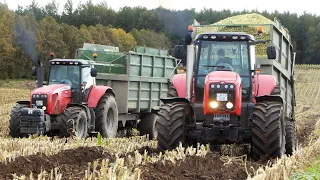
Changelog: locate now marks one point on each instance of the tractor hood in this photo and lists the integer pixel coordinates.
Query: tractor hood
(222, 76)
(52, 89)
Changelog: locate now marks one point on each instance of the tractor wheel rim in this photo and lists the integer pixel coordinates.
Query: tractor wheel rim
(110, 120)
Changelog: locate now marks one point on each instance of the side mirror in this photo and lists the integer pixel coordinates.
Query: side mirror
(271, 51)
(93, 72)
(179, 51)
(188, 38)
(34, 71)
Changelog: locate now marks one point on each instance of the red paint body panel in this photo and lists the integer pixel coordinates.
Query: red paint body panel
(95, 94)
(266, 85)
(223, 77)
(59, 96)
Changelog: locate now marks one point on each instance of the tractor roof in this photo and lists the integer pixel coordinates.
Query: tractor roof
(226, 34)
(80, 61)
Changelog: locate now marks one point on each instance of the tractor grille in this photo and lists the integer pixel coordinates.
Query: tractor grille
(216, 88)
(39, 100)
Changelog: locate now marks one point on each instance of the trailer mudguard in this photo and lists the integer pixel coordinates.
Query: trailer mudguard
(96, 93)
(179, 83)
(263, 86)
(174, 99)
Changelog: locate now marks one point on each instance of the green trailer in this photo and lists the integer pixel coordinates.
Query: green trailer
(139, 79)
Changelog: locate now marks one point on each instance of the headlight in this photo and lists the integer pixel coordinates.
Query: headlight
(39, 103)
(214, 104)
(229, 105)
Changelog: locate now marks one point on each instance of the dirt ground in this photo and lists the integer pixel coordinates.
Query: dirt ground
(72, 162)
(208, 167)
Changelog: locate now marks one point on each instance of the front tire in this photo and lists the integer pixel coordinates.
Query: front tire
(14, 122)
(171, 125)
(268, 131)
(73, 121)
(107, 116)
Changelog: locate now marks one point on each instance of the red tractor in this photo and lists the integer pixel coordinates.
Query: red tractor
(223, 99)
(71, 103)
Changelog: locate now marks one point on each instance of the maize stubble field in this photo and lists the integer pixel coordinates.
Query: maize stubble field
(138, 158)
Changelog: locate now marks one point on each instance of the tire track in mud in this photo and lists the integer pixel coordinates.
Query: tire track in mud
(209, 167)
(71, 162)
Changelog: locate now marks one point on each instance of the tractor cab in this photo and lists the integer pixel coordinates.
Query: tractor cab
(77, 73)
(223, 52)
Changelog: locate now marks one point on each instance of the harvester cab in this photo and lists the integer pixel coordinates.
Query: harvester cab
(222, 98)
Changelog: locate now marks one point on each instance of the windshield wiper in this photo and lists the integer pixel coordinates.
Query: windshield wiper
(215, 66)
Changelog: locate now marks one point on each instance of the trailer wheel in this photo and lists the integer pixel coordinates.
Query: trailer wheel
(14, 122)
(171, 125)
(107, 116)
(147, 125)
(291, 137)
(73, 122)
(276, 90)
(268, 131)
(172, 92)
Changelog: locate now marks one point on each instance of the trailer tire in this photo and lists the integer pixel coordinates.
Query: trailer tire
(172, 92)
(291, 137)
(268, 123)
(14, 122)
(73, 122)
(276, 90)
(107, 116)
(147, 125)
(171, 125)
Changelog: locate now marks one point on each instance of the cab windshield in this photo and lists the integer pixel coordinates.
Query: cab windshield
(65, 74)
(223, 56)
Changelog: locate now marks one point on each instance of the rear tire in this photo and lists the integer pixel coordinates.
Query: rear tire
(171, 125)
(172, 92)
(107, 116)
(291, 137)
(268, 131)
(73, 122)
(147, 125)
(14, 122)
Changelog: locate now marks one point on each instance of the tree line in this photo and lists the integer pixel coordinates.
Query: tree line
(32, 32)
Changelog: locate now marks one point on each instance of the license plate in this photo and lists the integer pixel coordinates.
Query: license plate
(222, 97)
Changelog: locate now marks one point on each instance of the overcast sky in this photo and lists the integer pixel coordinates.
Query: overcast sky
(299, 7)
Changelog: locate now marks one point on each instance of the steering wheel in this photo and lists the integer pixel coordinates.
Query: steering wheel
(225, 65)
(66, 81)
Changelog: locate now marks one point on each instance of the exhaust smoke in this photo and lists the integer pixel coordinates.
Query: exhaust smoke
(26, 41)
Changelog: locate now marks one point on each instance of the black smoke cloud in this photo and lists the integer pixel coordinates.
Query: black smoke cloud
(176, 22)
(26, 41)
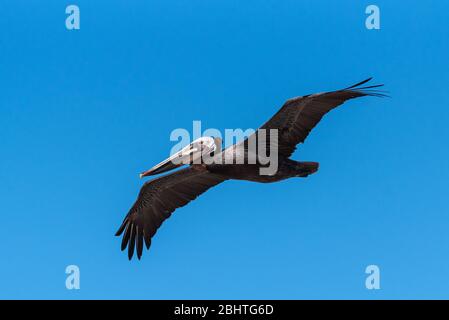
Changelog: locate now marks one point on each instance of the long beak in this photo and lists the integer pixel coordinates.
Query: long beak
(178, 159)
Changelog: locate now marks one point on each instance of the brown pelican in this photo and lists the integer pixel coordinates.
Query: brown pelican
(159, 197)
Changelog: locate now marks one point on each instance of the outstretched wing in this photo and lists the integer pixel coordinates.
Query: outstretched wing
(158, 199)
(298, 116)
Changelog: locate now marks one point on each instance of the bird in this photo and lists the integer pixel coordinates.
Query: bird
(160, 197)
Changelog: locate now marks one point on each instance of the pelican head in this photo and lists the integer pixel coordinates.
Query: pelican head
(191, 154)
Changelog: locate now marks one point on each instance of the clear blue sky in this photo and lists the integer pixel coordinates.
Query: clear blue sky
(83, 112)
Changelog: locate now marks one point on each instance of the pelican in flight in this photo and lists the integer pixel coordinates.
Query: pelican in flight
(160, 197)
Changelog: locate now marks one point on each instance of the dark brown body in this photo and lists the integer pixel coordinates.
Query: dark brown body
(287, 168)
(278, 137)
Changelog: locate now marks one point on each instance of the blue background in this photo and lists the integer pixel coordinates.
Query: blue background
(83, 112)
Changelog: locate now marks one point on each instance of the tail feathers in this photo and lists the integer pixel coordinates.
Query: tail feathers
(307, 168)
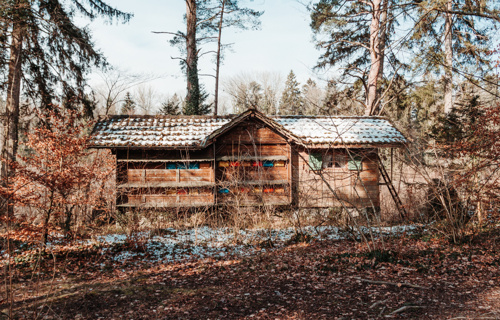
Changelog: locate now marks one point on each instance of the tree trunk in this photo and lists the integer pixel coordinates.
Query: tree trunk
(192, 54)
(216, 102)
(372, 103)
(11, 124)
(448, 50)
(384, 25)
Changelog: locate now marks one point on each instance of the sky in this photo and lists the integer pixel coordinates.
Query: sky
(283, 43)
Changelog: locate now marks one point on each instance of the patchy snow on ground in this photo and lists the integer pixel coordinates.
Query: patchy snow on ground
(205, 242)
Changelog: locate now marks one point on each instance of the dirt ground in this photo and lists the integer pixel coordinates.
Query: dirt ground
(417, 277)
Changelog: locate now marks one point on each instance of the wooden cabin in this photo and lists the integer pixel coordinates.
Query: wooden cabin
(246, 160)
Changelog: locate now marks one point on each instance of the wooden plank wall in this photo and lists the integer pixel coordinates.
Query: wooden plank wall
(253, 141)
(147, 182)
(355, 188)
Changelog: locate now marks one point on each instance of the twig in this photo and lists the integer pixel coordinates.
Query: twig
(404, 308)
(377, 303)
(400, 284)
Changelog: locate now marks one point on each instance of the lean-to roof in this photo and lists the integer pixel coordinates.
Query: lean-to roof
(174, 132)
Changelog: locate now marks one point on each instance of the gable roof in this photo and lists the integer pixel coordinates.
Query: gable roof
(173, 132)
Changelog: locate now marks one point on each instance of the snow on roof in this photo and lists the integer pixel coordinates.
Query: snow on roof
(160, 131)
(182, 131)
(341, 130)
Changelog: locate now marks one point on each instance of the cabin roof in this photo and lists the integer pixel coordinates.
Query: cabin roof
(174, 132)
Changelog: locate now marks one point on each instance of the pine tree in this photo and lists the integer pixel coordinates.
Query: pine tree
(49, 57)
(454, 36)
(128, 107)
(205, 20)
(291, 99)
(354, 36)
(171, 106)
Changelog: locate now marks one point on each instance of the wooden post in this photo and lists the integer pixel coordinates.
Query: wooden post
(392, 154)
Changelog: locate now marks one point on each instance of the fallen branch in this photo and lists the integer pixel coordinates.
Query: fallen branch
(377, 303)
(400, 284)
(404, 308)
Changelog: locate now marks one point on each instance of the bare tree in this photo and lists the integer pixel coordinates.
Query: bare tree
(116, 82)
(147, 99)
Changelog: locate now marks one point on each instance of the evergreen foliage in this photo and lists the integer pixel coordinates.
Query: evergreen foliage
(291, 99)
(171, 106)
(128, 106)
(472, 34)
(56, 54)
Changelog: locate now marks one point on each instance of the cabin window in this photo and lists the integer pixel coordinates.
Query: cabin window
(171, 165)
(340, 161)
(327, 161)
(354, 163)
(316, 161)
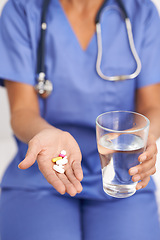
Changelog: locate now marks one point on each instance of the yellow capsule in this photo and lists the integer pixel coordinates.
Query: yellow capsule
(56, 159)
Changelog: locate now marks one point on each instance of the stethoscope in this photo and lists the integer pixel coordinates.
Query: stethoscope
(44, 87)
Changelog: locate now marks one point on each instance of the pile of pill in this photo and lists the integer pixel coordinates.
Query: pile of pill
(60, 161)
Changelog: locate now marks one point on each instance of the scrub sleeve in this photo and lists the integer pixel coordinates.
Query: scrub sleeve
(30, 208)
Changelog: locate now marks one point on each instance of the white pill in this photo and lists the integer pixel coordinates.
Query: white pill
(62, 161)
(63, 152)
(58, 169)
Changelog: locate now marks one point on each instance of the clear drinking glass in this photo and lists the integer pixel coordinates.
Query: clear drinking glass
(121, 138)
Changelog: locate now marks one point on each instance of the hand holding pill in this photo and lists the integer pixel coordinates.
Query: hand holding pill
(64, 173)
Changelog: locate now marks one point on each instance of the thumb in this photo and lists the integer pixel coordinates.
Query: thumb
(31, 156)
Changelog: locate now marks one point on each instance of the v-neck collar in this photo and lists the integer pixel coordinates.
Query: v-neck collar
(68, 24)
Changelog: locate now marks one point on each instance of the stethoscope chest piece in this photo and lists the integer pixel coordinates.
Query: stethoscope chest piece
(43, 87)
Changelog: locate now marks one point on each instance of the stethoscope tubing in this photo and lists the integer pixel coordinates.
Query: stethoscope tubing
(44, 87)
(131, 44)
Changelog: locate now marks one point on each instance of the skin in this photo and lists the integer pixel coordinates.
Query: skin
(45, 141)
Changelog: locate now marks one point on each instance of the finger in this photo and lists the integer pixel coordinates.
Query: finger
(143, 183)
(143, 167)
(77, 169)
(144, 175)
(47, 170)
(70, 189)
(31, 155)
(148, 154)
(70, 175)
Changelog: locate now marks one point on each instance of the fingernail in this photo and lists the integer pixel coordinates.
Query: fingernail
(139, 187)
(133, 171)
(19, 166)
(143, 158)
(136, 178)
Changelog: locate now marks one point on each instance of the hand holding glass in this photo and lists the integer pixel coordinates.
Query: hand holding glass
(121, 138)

**TRY IT:** Pictures should not appear; only the lines from the start of the listing above to the line containing "the tractor wheel", both ends included, are to be repeated exactly.

**ANSWER BOX:**
Changelog: locate now marks one point on each instance of the tractor hood in this photo and lists the integer pixel coordinates.
Query: tractor hood
(222, 76)
(52, 89)
Changelog: locate now marks one point on each instance of the tractor wheel rim in this photo and lists the integer pixel coordinates.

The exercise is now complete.